Aim of the exercise
Rescale the material below by copying out every line, requests included, and multiplying each point coordinate in the answers by 1.45, rounded to whole numbers with halves going up. Leave the wording of the requests unchanged.

Input
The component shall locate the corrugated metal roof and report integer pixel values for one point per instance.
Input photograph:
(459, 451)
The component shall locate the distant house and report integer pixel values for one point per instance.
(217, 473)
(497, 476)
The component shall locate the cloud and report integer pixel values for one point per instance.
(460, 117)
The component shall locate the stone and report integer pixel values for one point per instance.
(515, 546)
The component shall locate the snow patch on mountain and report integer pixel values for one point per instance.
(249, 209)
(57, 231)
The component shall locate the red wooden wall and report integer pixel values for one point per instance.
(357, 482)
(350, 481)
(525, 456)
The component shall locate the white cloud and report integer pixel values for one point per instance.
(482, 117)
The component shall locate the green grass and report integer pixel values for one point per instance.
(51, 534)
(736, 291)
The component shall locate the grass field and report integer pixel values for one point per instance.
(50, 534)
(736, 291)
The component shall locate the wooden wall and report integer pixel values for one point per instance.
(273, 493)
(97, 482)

Full output
The component shall locate the corrugated metal roof and report integer pixel values for one point per instance.
Input photograph:
(666, 654)
The component shall locate the distant house and report integer pixel values for one point per instance.
(315, 686)
(721, 690)
The component shall locate the cloud and report integer pixel values for one point per instance.
(667, 170)
The component shall locate the stone and report integer pixel values for one point per instance.
(747, 792)
The component shall locate the snow patch on mountain and report integer pixel values for one point per instance.
(361, 303)
(83, 335)
The component shall locate the red wooden wall and report integer pixel values for one point per instance.
(518, 699)
(508, 697)
(761, 661)
The component shall locate the white cloud and report integer pixel values for one point per instance.
(699, 170)
The component shall locate the green grass and report integer pixel values for one point per instance.
(74, 774)
(1067, 422)
The component shall locate the grass field and report integer pixel values for one point per instance.
(73, 774)
(1067, 422)
The component shall locate the wooden wall and report integer pixel values for one point per instance.
(396, 715)
(141, 699)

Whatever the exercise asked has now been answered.